- [Document passage]
===============

There is still far too much uncertainty in Wall Street and financial
markets cope with uncertainty badly. But, collapse was averted and we
can be thankful for that.
Sadly, what you just read is all the good news to be had as we start
the second half of the year. How are things going in the economy as
a whole? Badly! In no particular order of inportance let me remind you
of several basic facts about the economic system now in place in this
country. Long run economic growth arises from three factors: increases
in the quantity and quality of the labor force, increases in the quantity
and quality of the capital equipment that labor works with and increases
in technology that get diffused throughout the system such that the
productivity of both labor and capital is increased. There is no longer
any dispute among economists about these factors although there is still
some disagreement as to the relative importance of the three elements
of growth. Our problem now is that in the short run business cycle time
frame these three growth factors are essentially fixed. The labor force,
capital stock and technology in place in 2009 are essentially the same
as those in 2008 and will be the same in 2010. So, what drives the system
in the short run? Spending. We know this intuitively. In a profit driven
system like ours no rational business firm is going to incur costs of
production to supply a product that no one is ready to buy in the market
place. If we are building a lot of houses, condominium complexes, apartment
complexes, hotels, motels, office buildings , etc. as we were in 2005
all of the structures need carpet so there is a lot of spending on carpet.

===============

- [Extracted entries]
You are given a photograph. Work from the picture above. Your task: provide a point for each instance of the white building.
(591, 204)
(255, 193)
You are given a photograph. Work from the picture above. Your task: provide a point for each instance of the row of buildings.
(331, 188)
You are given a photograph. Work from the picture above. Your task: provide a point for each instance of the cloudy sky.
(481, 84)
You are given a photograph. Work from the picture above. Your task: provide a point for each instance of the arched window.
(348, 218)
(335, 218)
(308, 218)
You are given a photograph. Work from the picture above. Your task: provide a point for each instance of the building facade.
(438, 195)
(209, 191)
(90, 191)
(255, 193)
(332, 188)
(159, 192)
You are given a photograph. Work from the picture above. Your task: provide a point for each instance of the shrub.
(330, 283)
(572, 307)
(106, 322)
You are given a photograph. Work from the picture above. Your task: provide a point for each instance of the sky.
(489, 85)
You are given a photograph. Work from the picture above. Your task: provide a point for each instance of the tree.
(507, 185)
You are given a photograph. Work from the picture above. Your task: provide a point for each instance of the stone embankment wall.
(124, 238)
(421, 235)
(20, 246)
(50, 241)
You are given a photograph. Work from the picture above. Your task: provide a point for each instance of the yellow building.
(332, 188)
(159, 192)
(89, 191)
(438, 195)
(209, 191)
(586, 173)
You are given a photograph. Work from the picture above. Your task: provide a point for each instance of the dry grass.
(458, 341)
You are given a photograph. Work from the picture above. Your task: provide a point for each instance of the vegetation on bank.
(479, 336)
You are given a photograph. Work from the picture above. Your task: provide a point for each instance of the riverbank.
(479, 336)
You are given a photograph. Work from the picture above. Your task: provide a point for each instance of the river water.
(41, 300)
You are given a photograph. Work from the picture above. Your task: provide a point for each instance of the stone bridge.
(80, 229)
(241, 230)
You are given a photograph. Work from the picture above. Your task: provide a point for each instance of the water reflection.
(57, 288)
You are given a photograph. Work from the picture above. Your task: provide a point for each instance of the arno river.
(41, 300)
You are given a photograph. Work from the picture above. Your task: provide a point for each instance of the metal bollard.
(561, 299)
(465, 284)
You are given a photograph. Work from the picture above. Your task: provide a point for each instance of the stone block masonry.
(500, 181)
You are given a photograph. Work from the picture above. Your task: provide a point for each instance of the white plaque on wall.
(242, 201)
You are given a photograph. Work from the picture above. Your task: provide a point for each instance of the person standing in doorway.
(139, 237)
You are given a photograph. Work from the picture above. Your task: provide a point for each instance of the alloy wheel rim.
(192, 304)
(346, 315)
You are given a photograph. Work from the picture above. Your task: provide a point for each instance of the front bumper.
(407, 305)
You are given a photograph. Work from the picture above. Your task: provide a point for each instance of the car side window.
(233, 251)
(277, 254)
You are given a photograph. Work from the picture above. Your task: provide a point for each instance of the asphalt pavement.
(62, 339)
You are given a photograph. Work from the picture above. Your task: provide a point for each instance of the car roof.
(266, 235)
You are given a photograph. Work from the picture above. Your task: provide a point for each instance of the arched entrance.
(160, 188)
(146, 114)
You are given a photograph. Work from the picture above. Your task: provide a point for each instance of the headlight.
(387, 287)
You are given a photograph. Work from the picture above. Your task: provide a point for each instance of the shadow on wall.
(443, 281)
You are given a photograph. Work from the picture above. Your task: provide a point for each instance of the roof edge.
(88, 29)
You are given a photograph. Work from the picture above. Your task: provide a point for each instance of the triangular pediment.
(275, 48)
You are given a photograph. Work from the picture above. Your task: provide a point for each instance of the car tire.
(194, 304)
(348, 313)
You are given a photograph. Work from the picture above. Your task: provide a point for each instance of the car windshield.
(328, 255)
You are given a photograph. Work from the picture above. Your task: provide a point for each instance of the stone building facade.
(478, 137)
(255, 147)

===============

- [Required work]
- a) Condense the paragraph of the economic commentary that begins "There is still far too much uncertainty" into a shorter version that keeps its main facts.
- b) Write the next part of the economic commentary, picking up after its final sentence about spending on carpet.
The listing has no connection to the economic commentary.

- [Results in order]
- a) Wall Street still faces too much uncertainty, which financial markets handle poorly, but collapse was avoided, and that is reason for gratitude.

- b)
That means that in Dalton, GA, where 85% of all the carpet in the United
States is manufactured those mills will supply a lot of carpet. They
will buy a lot of labor, raw materials, energy,etc. that generates the
incomes out of which the income receivers can buy carpet. If, as is
the case just now, there are very few buyers of carpet those mills in
Dalton will shut down and lay off the workers. They won't buy dacron
filament and the chenical companies that supply filament will shut down
the factories and lay off the workers. Spending drives the system.
There are four spenders that buy all the final goods and services produced
in the U.S. economy: households, business firms, governments and foreigners.
This spending is measured every quarter by the Bureau of Economic Analysis
in the Commerce Department. Net spending by foreigners is a small percentage
of the total and is, in fact negative for the U.S. with its perennial
balance of payments deficit. Governments, local, state and federal typically
spend about 25% of the total and 80% of all the spending on goods and
services in this country is done by the private domestic spenders, households
and business firms (net exports run -5%). Private spending is the key
and of the total spending business firms account for about 20% and the
rest is done by households. This total spending is called "aggregate
demand" by economists and for the past fifty years the household
sector has routinely accounted for 67-70% of aggregate, or total demand.
Household spending, economists say, drives the system in the short run.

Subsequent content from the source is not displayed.